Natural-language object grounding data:
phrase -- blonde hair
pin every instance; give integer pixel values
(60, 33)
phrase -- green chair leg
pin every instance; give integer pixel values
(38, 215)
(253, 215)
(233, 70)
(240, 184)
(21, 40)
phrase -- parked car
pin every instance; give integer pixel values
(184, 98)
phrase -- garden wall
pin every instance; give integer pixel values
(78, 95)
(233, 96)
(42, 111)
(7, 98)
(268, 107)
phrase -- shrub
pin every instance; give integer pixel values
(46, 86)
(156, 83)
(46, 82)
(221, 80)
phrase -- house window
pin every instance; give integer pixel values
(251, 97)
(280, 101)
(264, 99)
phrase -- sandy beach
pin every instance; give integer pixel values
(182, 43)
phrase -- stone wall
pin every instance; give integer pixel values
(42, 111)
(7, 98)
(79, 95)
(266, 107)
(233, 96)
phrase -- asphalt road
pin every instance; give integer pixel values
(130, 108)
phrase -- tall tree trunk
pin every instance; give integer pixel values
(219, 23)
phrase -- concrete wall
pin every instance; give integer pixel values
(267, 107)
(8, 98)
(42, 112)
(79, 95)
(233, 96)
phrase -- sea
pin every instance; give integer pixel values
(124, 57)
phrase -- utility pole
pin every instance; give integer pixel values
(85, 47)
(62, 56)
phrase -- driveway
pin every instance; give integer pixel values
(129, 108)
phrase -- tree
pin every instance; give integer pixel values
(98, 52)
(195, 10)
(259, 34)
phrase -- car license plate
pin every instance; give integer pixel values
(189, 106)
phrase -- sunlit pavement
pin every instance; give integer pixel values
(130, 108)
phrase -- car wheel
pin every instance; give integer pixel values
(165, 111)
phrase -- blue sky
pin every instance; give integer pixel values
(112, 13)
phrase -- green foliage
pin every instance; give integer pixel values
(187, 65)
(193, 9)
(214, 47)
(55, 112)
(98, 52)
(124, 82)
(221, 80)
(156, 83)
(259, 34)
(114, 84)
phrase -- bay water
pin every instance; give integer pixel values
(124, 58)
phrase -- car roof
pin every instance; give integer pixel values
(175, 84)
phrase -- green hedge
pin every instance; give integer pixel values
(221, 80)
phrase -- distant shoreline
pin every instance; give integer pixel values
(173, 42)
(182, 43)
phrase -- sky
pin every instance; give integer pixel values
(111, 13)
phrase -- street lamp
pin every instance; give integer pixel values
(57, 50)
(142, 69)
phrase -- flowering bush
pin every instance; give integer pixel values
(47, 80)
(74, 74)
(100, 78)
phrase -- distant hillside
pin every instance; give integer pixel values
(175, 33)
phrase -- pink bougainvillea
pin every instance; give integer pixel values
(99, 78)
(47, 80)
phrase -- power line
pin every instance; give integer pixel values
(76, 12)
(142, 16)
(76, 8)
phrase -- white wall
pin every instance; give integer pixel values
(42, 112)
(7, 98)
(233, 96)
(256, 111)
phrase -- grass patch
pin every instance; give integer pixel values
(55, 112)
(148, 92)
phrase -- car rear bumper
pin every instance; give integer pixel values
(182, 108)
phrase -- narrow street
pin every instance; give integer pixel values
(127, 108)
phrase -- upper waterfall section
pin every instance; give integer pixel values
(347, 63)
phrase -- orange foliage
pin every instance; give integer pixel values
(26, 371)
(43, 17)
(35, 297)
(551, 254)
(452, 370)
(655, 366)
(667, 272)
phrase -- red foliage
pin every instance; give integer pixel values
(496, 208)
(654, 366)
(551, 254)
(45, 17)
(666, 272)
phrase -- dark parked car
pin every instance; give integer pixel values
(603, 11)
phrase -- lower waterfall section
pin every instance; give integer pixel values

◆ Work instructions: Read through the data and copy every line where "street" shows up.

◆ Solution below:
phrase -- street lamp
phrase -- narrow street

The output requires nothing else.